--- What you need to do ---
Return all lines in the data where the string "white" can be found.

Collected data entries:
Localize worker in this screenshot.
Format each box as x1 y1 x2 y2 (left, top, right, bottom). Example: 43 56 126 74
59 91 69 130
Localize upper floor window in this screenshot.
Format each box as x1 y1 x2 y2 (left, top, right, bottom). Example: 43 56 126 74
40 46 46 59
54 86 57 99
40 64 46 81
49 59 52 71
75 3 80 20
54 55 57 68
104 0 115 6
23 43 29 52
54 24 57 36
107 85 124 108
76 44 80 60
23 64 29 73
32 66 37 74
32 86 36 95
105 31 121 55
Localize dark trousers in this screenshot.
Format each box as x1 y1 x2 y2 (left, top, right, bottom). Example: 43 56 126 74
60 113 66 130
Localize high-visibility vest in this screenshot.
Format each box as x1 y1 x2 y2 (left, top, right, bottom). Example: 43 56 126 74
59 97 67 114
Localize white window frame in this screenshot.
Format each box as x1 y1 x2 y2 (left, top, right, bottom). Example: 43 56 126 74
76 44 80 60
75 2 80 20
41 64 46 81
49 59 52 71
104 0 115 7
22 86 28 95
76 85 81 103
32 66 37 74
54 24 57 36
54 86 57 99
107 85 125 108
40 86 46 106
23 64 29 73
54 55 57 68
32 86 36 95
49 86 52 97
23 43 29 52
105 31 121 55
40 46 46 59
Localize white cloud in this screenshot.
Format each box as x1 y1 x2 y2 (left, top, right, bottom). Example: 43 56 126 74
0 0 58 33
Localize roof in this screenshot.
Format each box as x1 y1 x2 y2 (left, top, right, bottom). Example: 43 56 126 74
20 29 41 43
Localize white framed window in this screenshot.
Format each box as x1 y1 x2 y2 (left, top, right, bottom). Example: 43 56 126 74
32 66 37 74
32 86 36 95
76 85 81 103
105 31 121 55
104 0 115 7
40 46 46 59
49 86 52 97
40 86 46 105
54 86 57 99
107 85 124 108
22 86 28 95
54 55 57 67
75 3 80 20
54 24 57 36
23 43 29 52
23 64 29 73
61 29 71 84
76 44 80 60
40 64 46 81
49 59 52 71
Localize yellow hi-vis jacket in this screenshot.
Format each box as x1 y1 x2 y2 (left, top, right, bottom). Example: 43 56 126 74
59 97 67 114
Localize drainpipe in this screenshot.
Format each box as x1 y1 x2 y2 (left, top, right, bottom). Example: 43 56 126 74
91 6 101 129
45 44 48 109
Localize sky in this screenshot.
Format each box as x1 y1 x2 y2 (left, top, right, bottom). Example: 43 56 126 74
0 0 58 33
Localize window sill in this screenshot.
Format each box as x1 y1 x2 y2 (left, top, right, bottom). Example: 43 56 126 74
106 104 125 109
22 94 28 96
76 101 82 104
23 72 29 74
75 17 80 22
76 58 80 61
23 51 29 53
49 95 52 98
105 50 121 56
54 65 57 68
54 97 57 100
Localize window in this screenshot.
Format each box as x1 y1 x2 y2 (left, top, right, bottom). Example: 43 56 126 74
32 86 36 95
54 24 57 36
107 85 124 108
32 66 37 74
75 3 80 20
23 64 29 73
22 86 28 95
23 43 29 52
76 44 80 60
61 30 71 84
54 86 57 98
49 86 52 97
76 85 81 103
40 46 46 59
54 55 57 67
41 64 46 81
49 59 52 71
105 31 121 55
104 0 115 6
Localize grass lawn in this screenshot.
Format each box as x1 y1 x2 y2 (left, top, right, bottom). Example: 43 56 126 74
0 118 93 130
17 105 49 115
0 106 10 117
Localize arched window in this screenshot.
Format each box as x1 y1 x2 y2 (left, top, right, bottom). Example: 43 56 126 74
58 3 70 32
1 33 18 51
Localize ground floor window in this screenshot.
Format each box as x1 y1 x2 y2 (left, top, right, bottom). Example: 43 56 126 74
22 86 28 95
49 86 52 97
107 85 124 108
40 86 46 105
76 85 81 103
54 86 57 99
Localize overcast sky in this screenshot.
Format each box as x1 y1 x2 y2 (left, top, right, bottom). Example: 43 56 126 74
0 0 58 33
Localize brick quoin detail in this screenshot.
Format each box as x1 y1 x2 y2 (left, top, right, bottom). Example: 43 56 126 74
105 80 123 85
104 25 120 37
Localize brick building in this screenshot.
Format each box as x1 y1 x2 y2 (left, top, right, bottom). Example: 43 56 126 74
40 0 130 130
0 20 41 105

--- Exercise output ---
Localize white window frame in this screenshot.
Localize white cloud in this screenshot.
Localize white framed window in this screenshot.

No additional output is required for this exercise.